**WHAT THE EXERCISE ASKS:** Reproduce each line of the material precisely.

#### MATERIAL PROVIDED

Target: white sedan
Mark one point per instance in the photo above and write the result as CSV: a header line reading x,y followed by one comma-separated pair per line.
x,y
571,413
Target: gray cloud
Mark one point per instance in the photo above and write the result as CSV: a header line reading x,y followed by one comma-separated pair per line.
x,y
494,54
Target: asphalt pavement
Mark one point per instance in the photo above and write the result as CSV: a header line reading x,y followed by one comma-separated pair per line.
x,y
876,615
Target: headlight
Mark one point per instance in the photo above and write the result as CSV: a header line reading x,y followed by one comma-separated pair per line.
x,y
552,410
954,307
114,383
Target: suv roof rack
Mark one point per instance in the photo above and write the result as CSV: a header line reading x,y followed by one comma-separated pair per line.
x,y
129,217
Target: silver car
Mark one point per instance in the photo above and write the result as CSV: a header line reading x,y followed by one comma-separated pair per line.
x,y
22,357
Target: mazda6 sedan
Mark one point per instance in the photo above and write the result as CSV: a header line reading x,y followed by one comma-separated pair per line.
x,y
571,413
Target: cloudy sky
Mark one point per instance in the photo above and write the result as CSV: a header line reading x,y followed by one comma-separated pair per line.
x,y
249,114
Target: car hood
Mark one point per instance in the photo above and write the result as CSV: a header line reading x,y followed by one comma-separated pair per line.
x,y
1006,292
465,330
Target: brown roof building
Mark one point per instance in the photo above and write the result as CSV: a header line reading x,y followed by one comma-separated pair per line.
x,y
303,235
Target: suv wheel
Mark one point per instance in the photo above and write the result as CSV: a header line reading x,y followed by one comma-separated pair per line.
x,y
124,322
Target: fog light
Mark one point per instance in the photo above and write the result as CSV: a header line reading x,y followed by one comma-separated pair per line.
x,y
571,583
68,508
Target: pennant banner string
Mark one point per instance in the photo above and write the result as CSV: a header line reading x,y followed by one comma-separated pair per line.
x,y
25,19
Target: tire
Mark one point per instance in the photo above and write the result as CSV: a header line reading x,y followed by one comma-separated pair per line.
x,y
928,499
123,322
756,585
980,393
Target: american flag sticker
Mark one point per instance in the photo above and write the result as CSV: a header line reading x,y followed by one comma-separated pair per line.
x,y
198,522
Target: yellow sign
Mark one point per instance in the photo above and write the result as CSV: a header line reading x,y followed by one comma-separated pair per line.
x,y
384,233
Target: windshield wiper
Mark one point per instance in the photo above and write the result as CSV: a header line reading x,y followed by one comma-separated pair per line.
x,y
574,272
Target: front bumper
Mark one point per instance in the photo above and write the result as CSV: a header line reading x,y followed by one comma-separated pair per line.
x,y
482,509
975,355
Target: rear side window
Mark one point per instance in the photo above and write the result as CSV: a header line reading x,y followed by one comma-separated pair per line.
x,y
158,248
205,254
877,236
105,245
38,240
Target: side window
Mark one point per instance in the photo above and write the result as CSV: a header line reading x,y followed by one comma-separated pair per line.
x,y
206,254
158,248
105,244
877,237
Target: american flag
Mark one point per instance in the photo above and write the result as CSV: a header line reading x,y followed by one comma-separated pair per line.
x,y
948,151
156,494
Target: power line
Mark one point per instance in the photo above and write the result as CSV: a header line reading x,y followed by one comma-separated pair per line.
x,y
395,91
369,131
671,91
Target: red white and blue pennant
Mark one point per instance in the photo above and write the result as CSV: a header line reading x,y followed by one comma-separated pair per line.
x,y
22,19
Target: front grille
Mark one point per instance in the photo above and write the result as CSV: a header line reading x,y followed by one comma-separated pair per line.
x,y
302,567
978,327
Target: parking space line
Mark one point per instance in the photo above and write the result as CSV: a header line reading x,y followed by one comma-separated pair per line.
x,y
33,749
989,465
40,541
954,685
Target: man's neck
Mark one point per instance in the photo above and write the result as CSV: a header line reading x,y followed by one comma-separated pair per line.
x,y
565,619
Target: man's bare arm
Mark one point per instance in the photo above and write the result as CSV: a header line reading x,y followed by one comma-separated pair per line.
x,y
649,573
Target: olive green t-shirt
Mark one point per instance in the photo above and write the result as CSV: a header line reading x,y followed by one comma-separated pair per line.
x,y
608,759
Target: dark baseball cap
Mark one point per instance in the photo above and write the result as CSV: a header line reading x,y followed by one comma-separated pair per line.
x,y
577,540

########

**OUTPUT FOR THIS TASK:**
Target: white sedan
Mark one point per instance in the photo above and write the result as CSV: a header line reading x,y followed by one comma-separated pair per line.
x,y
571,413
Target: gray cloud
Mark one point per instance in the photo above and write the result as CSV: a header line reading x,y followed by one comma-separated pair per line.
x,y
494,54
Target: asphalt pavement
Mark one point per instance in the photo above and write the result as CSV: a header line reading x,y followed by one comma-separated pair per line.
x,y
876,615
Target: headlight
Mark one point per instance in the photo above and write the result as CSV: a header line reading x,y followed by one comma-separated pair per line.
x,y
552,410
954,307
114,383
Target: suv roof rack
Mark one point per instance in the photo above and write the result as CSV: a header line reading x,y followed by one comma-separated pair per line.
x,y
129,217
Target: silver car
Mark one point per instance in the photo above and write the result as CSV: a header line reading x,y followed by one comma-separated pair per line.
x,y
22,357
Target: mazda6 sedan
Mark one point per instance in the photo above and write the result as CSV: a header line reading x,y followed by one comma-separated pair per line.
x,y
571,413
Target: cloudy sky
Mark one point per instance in the photo above and write the result as CSV: a header line reading x,y followed by one comma-separated pair per line.
x,y
249,114
Target: car hood
Mark one point per instance in the photo above and write the result as CSV: a header line reading x,y followed by one comma-separated pair per line.
x,y
1006,292
465,330
Target: brown roof building
Mark one point per instance in the photo above and write the result as CSV: a header line reading x,y followed by one comma-separated pair per line.
x,y
303,235
Target: suv wheel
Mark one point per instance in the photo above and write the result as CSV: a header line reading x,y followed by one comma-separated pair per line.
x,y
124,322
Target: fog light
Mark one point per instance in the photo above and write the result as CSV: a header line reading x,y followed by one comma-separated pair per line.
x,y
571,583
68,508
Target: pennant banner string
Mark one point per instance in the photo above and write the result as CSV: a header line reading x,y followed by one comma-separated pair per line.
x,y
25,19
Target: tire
Mark one point per instance in the photo above and write the result as CSV: a header line reading x,y followed by one comma-separated pair per line.
x,y
928,499
123,322
756,585
980,393
Target: american flag sticker
Mark one point per instance in the photo above and write the result as CSV: a header line reading x,y followed by one comma-separated pair per line.
x,y
198,522
Target: yellow sign
Mark one point per instance in the photo above and write the result as CSV: a header line reading x,y followed by one comma-separated pair per line.
x,y
384,233
Target: windshield wiper
Mark one point per instance in the photo above and write the result as CSV: a header line reading x,y followed by one comma-separated pair per line.
x,y
574,272
Target: front bumper
Mark one point per instance in the photo above and write the result as CSV: a header line reading x,y followed by one comma-separated pair per line.
x,y
482,509
975,355
Target: rear side window
Mark one point per instance in the photo above and write the result as CSV: a header line reading x,y followed by one comma-separated pair per line.
x,y
158,248
205,254
877,236
105,245
38,240
Target: side window
Mark one point per instance in the photo above and write the result as CSV: a header line reading x,y followed by one comma-separated pair per line.
x,y
206,254
158,248
105,244
877,237
Target: american flag
Mark one point per instance in the photo above and write the result as CSV: a header line reading x,y followed by one comma-separated pair per line.
x,y
948,151
156,494
Target: power line
Mark one point per instance in the photo above and write the result as CSV: a header line reading x,y followed by one comma-separated pair per line.
x,y
395,91
369,131
671,91
Target: red white and blue pennant
Mark one point per instance in the photo above and write the result as CSV: a header line reading x,y followed by one comma-separated pair per line.
x,y
22,19
Target: front grille
Mark one point per instance in the photo above and write the result as CSV: a header line reading x,y followed by one comma-separated pair per line.
x,y
302,567
978,327
Target: parking space line
Mark one point per instance in the photo above and write the result as CSV: a header line reading x,y followed by one comma-separated pair per line.
x,y
33,749
989,465
40,541
954,685
Target: man's neck
Mark one point per instance in the photo above and write the result as CSV: a header line reading x,y followed by one comma-separated pair per line.
x,y
565,619
Target: man's bare arm
Mark one point per instance in the photo above and write the result as CSV: a header line reading x,y followed by one comma-separated pair per line.
x,y
649,573
Target: olive green t-shirt
Mark one point per instance in the photo above and write the result as CSV: a header line reading x,y followed by one comma-separated pair per line.
x,y
608,759
Target: dark baseball cap
Mark one point per instance in the photo above and write the result as CSV: a header line reading x,y followed by one comma-separated pair per line.
x,y
577,540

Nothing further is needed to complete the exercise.